+++ Data for the task
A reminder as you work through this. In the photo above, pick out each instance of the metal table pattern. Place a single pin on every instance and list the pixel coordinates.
++++++
+++ Data for the task
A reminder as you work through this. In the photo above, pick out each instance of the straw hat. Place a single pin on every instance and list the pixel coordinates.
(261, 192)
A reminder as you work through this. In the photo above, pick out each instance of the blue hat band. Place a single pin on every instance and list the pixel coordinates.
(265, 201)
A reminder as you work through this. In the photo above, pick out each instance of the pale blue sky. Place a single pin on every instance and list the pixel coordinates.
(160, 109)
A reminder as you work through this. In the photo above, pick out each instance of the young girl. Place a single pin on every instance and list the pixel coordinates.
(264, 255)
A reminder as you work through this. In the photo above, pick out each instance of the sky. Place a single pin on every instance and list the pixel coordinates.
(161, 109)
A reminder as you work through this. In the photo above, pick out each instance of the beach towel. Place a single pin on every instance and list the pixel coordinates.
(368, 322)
++++++
▶ [Your instructions]
Locate each line above that contains the word "towel" and copy every such line in full.

▶ [Response]
A reminder as you work through this. In the photo above, pick out each instance of the beach towel. Place a single pin on every instance and list the pixel coordinates.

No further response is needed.